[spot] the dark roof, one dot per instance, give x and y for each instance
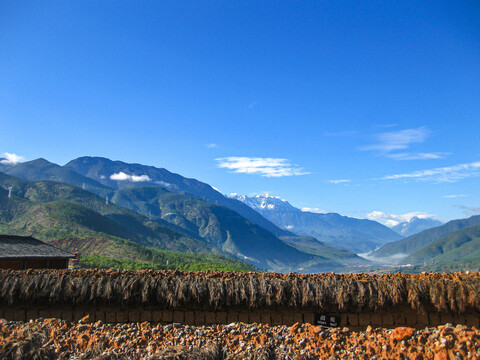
(14, 246)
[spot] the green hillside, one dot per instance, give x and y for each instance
(98, 238)
(459, 246)
(41, 169)
(312, 246)
(416, 242)
(119, 221)
(217, 225)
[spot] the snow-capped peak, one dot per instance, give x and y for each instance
◆ ◆ ◆ ◆
:: EXERCISE BRIEF ::
Write out each entry again exactly, and skip the pictures.

:: RESPONSE AREA ::
[spot] the dark roof, one dot per instance, give x and y for each instance
(14, 246)
[spot] the green hillside, one dot per instance, give x and y for each instance
(98, 238)
(459, 246)
(41, 169)
(312, 246)
(416, 242)
(119, 221)
(217, 225)
[spot] the snow-capped peak, one dot per instance, give x and y for each instance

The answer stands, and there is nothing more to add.